Exercise objective: Find and copy the lines in the records beneath this task that contain the word "field".

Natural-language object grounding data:
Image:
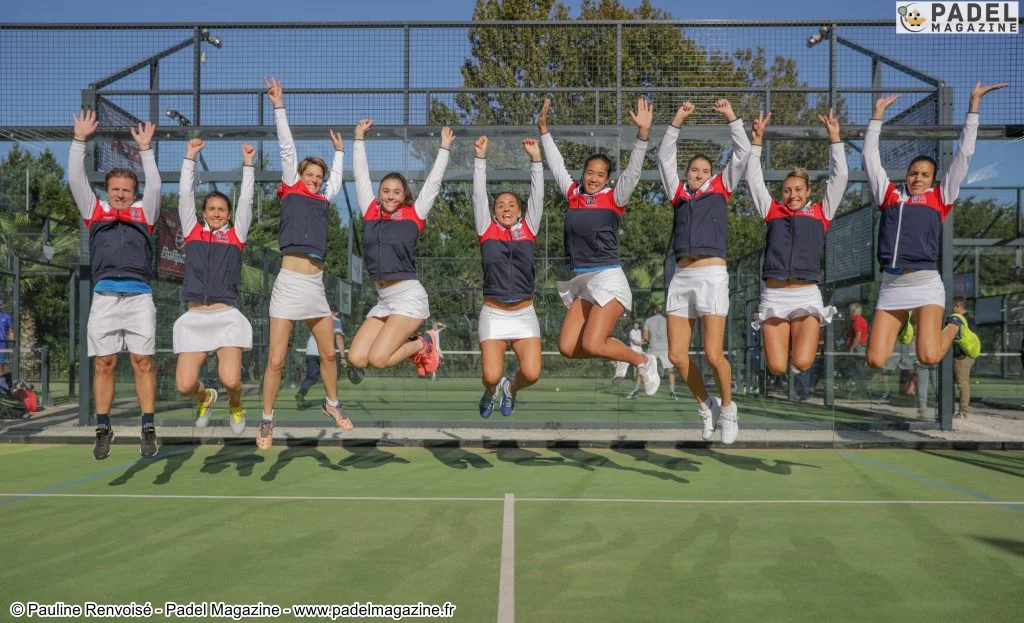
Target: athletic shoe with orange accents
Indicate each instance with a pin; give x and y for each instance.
(264, 434)
(338, 415)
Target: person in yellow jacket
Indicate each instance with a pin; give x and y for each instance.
(967, 347)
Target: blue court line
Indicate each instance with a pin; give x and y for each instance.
(93, 476)
(925, 479)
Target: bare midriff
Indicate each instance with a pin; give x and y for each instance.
(299, 262)
(697, 261)
(771, 282)
(513, 306)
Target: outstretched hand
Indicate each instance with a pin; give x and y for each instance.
(85, 125)
(542, 117)
(339, 142)
(532, 149)
(274, 91)
(448, 135)
(758, 129)
(832, 126)
(682, 114)
(882, 104)
(724, 108)
(248, 155)
(644, 117)
(980, 91)
(361, 127)
(194, 148)
(143, 134)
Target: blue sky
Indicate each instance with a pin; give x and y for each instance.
(269, 10)
(990, 161)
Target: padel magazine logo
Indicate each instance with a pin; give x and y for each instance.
(957, 17)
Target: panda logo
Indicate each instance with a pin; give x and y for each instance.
(910, 18)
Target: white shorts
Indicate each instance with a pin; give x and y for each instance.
(663, 357)
(404, 298)
(207, 330)
(504, 324)
(298, 296)
(911, 290)
(788, 303)
(599, 287)
(696, 292)
(122, 321)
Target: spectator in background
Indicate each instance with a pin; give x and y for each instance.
(967, 347)
(655, 335)
(636, 344)
(6, 343)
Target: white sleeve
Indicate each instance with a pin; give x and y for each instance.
(481, 207)
(85, 199)
(335, 178)
(535, 205)
(878, 179)
(360, 169)
(838, 176)
(289, 161)
(668, 166)
(756, 182)
(555, 163)
(186, 197)
(244, 211)
(151, 196)
(962, 160)
(631, 175)
(740, 153)
(432, 185)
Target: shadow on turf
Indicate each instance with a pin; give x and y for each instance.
(1009, 464)
(1011, 545)
(172, 458)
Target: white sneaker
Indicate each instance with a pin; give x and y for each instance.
(730, 423)
(651, 379)
(203, 408)
(708, 415)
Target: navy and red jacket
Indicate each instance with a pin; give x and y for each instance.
(795, 239)
(507, 253)
(592, 221)
(911, 225)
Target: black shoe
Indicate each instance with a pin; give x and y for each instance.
(147, 442)
(354, 374)
(101, 449)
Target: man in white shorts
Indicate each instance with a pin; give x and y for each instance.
(655, 335)
(121, 253)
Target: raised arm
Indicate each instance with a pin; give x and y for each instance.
(535, 205)
(631, 175)
(740, 147)
(186, 187)
(838, 172)
(289, 160)
(878, 179)
(337, 167)
(360, 168)
(432, 185)
(668, 165)
(481, 204)
(85, 199)
(755, 175)
(551, 153)
(244, 211)
(151, 196)
(962, 159)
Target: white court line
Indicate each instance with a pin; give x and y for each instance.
(487, 499)
(506, 585)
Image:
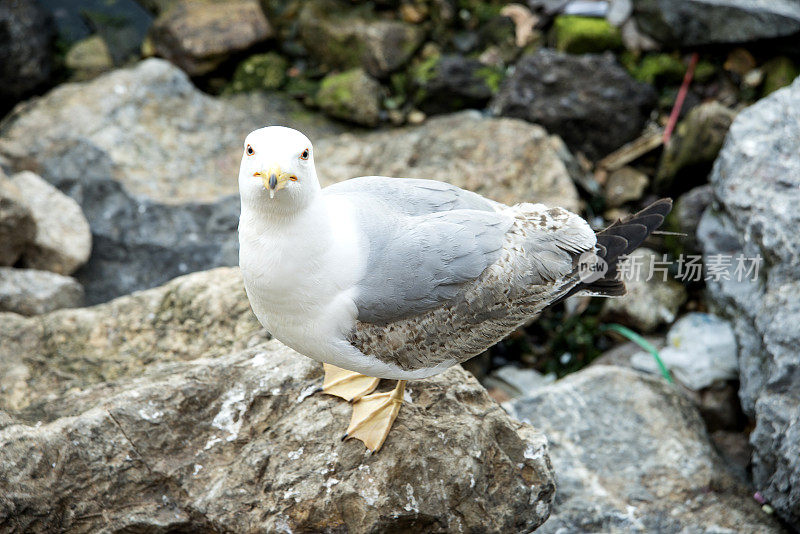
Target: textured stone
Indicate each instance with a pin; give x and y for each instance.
(648, 303)
(17, 225)
(452, 82)
(689, 23)
(198, 35)
(688, 156)
(756, 185)
(504, 159)
(344, 38)
(153, 163)
(239, 440)
(26, 35)
(631, 454)
(32, 292)
(63, 240)
(589, 100)
(352, 95)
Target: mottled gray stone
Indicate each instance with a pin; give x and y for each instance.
(631, 454)
(756, 185)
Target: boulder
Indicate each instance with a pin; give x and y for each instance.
(32, 292)
(342, 37)
(631, 454)
(17, 225)
(756, 186)
(452, 82)
(198, 35)
(688, 23)
(352, 95)
(653, 297)
(63, 241)
(691, 151)
(242, 440)
(153, 163)
(504, 159)
(26, 37)
(625, 185)
(589, 100)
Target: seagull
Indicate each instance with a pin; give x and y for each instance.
(399, 278)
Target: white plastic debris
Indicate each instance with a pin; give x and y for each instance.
(701, 349)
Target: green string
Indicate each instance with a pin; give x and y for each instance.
(642, 342)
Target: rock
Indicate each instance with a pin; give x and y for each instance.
(625, 185)
(582, 35)
(198, 36)
(698, 138)
(153, 163)
(756, 184)
(631, 455)
(352, 96)
(505, 159)
(452, 82)
(32, 292)
(778, 72)
(688, 23)
(63, 240)
(684, 219)
(342, 38)
(88, 58)
(26, 37)
(701, 350)
(260, 72)
(214, 443)
(589, 100)
(651, 302)
(17, 225)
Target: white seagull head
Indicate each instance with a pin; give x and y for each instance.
(277, 172)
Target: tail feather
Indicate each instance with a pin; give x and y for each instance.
(620, 239)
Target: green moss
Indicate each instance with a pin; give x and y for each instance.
(259, 72)
(581, 35)
(778, 72)
(660, 69)
(492, 77)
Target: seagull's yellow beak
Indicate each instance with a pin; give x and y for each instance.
(273, 179)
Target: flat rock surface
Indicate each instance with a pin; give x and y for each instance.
(33, 292)
(631, 454)
(756, 189)
(238, 440)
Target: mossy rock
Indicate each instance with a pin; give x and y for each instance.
(352, 96)
(583, 35)
(259, 72)
(778, 72)
(659, 69)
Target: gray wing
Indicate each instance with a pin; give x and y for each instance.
(413, 196)
(417, 263)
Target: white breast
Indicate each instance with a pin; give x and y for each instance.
(300, 275)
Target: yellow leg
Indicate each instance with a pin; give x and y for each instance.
(347, 384)
(374, 415)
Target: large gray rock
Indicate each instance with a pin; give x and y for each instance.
(504, 159)
(63, 241)
(239, 440)
(687, 23)
(26, 36)
(631, 454)
(589, 100)
(198, 35)
(17, 225)
(756, 184)
(153, 163)
(32, 292)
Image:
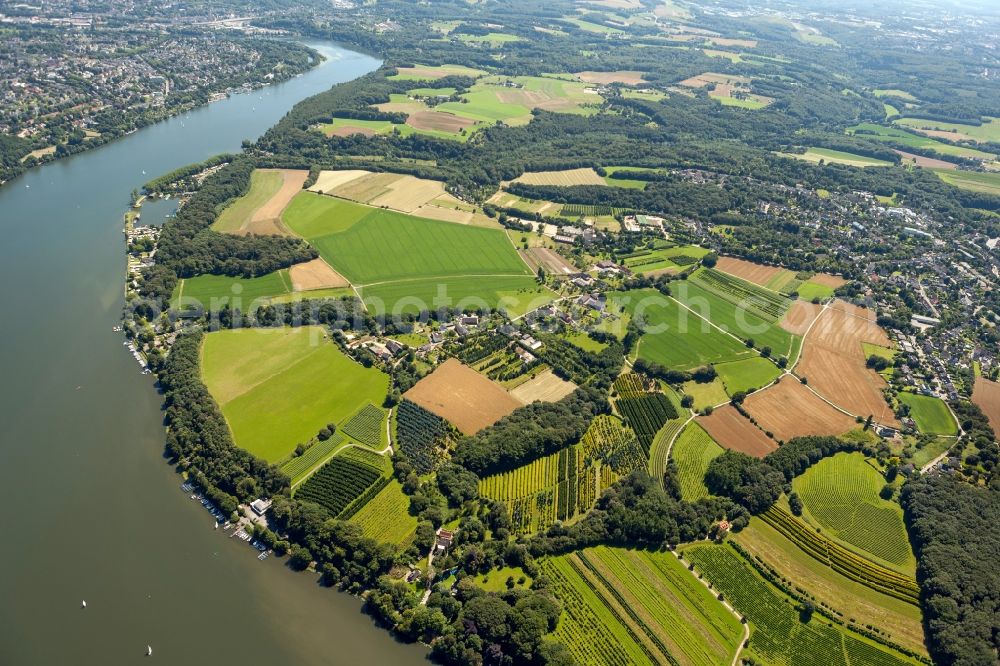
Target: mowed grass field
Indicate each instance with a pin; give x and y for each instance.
(777, 635)
(263, 185)
(215, 291)
(841, 496)
(902, 137)
(403, 261)
(974, 181)
(693, 450)
(747, 374)
(637, 607)
(278, 387)
(930, 414)
(686, 341)
(829, 156)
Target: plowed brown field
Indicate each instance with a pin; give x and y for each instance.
(788, 409)
(833, 361)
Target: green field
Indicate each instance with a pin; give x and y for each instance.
(930, 414)
(706, 394)
(492, 38)
(809, 290)
(748, 374)
(278, 387)
(988, 183)
(692, 452)
(836, 157)
(739, 321)
(911, 140)
(407, 262)
(778, 636)
(263, 186)
(214, 291)
(841, 495)
(428, 73)
(988, 131)
(686, 341)
(637, 607)
(853, 598)
(386, 517)
(678, 258)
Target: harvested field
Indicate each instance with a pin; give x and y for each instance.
(407, 193)
(550, 260)
(726, 41)
(330, 180)
(315, 274)
(748, 270)
(462, 396)
(800, 316)
(986, 394)
(929, 162)
(734, 431)
(266, 220)
(438, 120)
(546, 387)
(630, 78)
(827, 280)
(789, 409)
(703, 80)
(833, 361)
(561, 178)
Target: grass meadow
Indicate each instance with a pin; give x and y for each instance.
(279, 387)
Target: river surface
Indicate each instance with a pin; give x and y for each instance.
(90, 510)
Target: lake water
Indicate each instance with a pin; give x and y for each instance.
(90, 509)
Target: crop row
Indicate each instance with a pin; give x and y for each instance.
(300, 465)
(338, 483)
(767, 304)
(614, 444)
(646, 414)
(840, 559)
(420, 435)
(366, 425)
(779, 636)
(631, 384)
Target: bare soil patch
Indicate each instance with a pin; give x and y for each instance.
(929, 162)
(833, 361)
(734, 431)
(349, 130)
(800, 316)
(315, 274)
(266, 220)
(748, 270)
(439, 120)
(788, 409)
(546, 387)
(462, 396)
(986, 394)
(330, 180)
(551, 261)
(628, 77)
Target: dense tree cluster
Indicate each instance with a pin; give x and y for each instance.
(957, 552)
(530, 432)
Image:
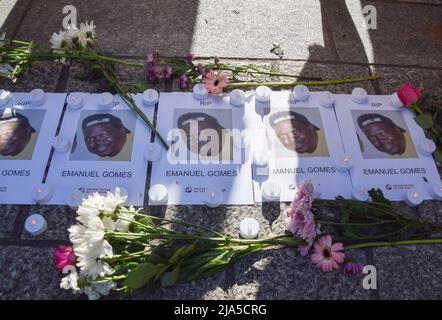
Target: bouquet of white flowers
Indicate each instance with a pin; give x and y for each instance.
(119, 248)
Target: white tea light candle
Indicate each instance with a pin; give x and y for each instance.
(152, 152)
(360, 193)
(42, 193)
(395, 101)
(427, 147)
(271, 191)
(260, 158)
(200, 92)
(37, 97)
(75, 101)
(150, 97)
(343, 163)
(436, 191)
(74, 199)
(413, 198)
(326, 99)
(249, 228)
(62, 143)
(214, 198)
(35, 224)
(300, 92)
(158, 194)
(359, 95)
(242, 141)
(263, 93)
(5, 96)
(237, 98)
(106, 100)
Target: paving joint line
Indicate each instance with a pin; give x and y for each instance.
(267, 60)
(22, 18)
(330, 37)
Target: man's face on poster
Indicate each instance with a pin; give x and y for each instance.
(105, 139)
(14, 137)
(297, 136)
(195, 140)
(385, 137)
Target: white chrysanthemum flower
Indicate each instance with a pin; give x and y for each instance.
(89, 30)
(60, 40)
(125, 218)
(88, 237)
(91, 293)
(70, 281)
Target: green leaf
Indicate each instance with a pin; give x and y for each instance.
(378, 196)
(140, 276)
(438, 155)
(424, 120)
(181, 252)
(277, 50)
(156, 258)
(169, 278)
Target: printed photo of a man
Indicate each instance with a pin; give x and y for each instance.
(17, 135)
(296, 133)
(382, 137)
(105, 137)
(193, 123)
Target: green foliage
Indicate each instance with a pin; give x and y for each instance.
(141, 275)
(425, 121)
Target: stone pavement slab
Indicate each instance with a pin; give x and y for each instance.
(406, 34)
(409, 272)
(28, 273)
(235, 28)
(285, 274)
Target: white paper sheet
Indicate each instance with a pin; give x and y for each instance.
(95, 171)
(22, 172)
(288, 166)
(189, 183)
(385, 156)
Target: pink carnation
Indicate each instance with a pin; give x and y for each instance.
(64, 256)
(326, 255)
(215, 82)
(302, 221)
(409, 94)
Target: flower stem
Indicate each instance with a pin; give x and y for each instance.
(397, 243)
(311, 83)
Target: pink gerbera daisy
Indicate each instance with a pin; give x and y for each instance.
(326, 255)
(215, 82)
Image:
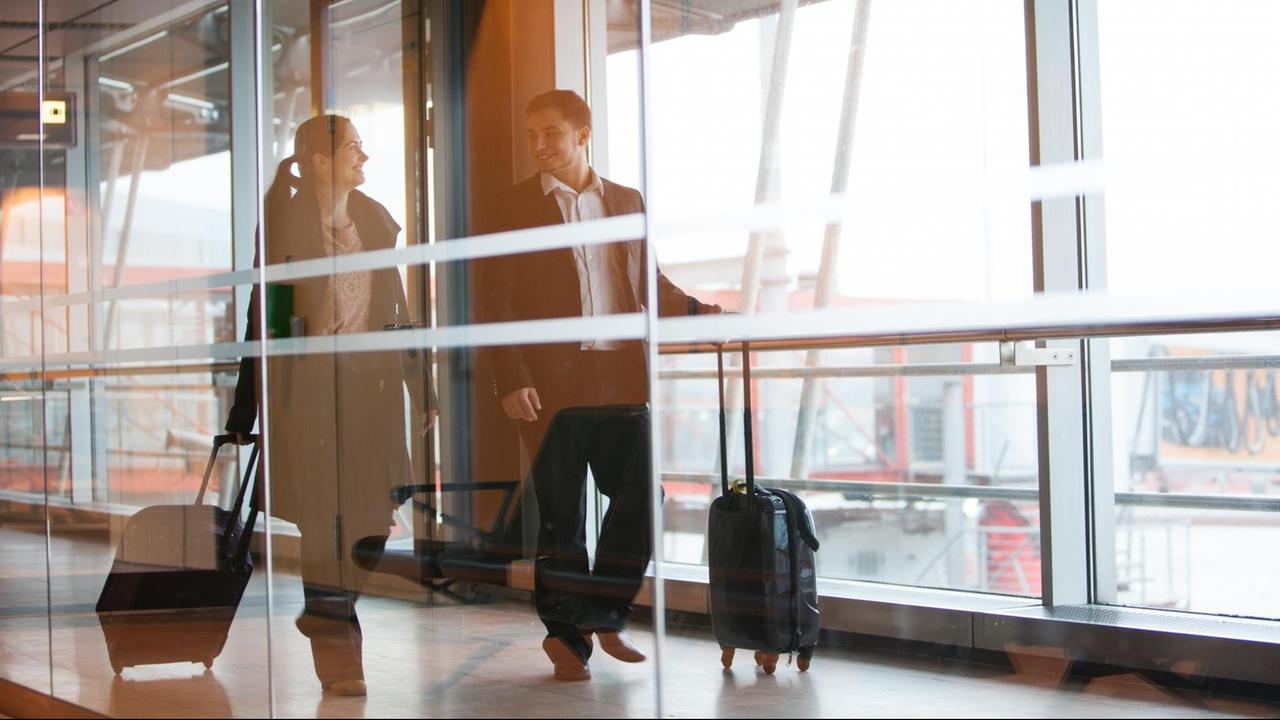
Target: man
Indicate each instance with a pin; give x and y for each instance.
(580, 404)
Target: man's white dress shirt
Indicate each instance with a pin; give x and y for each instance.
(602, 290)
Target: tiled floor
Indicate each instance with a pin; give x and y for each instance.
(484, 660)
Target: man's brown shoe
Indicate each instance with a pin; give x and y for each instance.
(568, 665)
(621, 646)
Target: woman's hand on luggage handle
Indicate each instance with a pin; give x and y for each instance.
(522, 404)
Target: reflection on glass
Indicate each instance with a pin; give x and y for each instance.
(880, 443)
(336, 433)
(1196, 415)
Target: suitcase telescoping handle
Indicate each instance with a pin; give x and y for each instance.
(746, 419)
(219, 441)
(238, 554)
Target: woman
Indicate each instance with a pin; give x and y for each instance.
(336, 420)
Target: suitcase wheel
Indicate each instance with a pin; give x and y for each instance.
(768, 661)
(805, 657)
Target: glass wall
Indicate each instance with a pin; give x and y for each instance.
(361, 355)
(1193, 414)
(24, 564)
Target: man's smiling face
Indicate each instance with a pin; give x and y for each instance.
(554, 144)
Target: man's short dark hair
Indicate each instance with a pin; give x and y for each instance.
(570, 105)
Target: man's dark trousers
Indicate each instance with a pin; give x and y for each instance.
(603, 424)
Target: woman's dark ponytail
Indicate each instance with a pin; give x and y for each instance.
(314, 136)
(282, 187)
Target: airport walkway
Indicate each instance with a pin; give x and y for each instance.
(429, 660)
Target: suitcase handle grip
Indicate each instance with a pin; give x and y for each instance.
(219, 441)
(746, 418)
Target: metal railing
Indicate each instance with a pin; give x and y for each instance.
(928, 491)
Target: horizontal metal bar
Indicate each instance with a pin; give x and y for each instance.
(1202, 363)
(923, 369)
(923, 491)
(946, 369)
(1237, 502)
(899, 491)
(1047, 317)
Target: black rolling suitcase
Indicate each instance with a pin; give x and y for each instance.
(762, 542)
(178, 577)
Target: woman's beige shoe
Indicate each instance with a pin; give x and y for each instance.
(621, 646)
(347, 688)
(568, 665)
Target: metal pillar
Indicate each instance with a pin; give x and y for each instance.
(766, 188)
(122, 251)
(826, 288)
(954, 473)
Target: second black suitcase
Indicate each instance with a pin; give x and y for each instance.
(178, 577)
(762, 542)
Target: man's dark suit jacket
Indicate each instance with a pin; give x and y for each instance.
(544, 285)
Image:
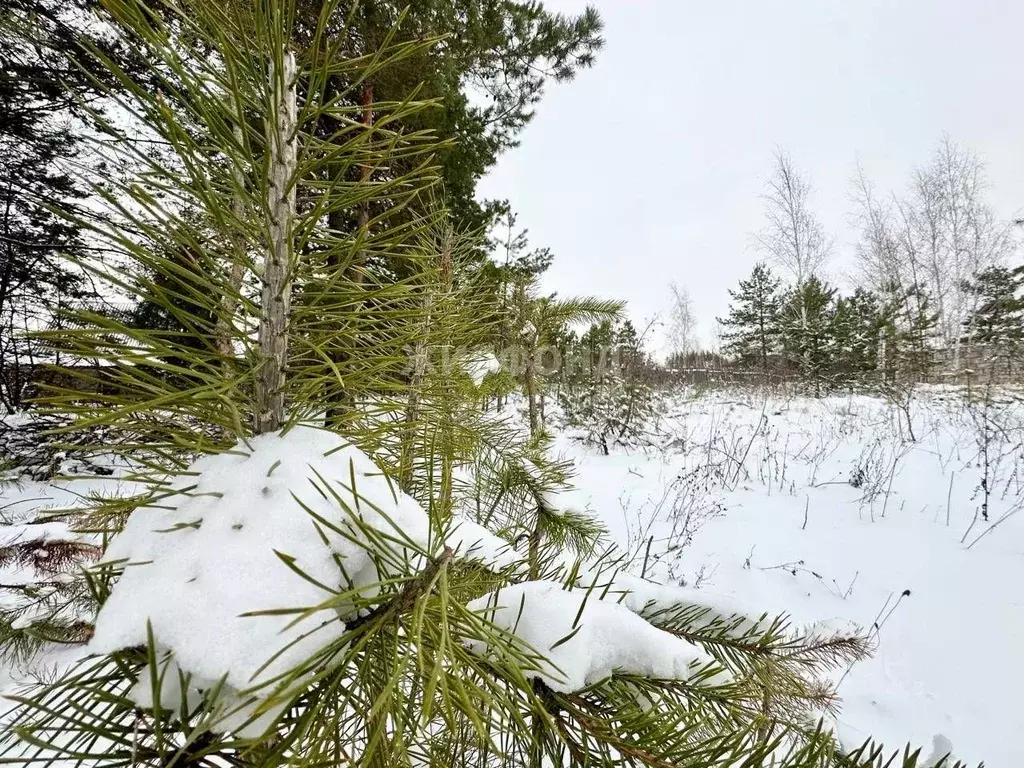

Answer:
Target: mowed grass field
Target: plowed brown field
Target: green field
Target: harvested field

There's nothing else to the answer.